◆ Reading passage ◆
**********
I skimmed the manuscript yesterday. It is a rollicking read, full of history and humour and a time in this country’s national life now gone, along with much of “old Australia” and what I think was best in the “old media” of our shrinking newspapers. Rob Chalmers was a man of his time who enjoyed life and a long lunch amidst the camaraderie of close friends as much as he enjoyed the journalism of the political chase; and he was, at the drop of a drink, a wonderful raconteur.

Thus his book is rich in anecdotes. I won’t “lift” any here, for they are best read in context, but a lovely example of Chalmers’s ability to tell a good story is an anecdote I related at the time of his gallery half-century in March 2001. It concerns Ian Fitchett, a former press gallery heavy with the Age and the Sydney Morning Herald, now dead twenty years, and a story that Fitchett and a Herald colleague, George Kerr, were chasing one night in the early 1950s involving a ministerial party-room briefing on proposed new legislation by the Menzies government to establish the Reserve Bank.
**********
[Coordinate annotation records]
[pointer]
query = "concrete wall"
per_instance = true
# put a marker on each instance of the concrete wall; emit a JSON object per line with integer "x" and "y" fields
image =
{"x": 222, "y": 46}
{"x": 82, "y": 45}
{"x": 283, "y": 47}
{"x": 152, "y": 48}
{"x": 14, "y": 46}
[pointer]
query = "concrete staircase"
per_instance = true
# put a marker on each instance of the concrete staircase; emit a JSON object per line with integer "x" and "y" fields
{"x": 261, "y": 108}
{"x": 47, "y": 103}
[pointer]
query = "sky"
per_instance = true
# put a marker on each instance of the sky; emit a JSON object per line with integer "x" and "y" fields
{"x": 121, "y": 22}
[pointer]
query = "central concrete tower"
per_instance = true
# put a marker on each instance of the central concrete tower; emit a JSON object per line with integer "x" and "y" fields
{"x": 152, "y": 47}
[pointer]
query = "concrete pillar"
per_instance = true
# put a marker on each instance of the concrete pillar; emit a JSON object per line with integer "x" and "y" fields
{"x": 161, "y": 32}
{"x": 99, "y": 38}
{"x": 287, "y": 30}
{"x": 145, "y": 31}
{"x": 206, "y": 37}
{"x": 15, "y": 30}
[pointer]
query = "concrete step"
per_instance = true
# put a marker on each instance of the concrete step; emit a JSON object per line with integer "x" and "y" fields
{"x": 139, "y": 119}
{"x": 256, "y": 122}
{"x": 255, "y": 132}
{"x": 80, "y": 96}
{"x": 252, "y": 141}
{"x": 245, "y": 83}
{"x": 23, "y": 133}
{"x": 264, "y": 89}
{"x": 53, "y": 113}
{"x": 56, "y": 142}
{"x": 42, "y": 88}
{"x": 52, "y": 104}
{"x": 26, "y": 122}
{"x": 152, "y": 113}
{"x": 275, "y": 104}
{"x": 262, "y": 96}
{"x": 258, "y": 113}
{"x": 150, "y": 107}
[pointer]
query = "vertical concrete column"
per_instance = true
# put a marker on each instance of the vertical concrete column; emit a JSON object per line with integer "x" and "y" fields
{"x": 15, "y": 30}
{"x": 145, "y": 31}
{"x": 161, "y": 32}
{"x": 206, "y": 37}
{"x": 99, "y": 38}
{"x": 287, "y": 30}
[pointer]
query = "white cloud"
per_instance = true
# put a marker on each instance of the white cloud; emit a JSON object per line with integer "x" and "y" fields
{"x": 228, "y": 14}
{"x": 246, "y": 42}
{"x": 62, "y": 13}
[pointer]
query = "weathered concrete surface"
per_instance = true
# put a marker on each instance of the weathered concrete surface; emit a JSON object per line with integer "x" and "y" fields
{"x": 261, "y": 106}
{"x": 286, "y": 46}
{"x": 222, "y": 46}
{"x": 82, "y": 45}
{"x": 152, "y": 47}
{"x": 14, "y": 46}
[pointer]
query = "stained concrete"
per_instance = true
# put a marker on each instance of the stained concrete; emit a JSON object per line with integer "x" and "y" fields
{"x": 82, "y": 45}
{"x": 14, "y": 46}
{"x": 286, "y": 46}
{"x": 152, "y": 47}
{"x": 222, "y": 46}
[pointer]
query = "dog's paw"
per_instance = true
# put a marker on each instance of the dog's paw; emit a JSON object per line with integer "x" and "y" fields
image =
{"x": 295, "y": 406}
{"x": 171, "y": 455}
**********
◆ Your instructions ◆
In the passage about Rob Chalmers's manuscript, which two newspapers was Ian Fitchett a press gallery heavy with?

◆ Answer to the exercise ◆
The Age and the Sydney Morning Herald.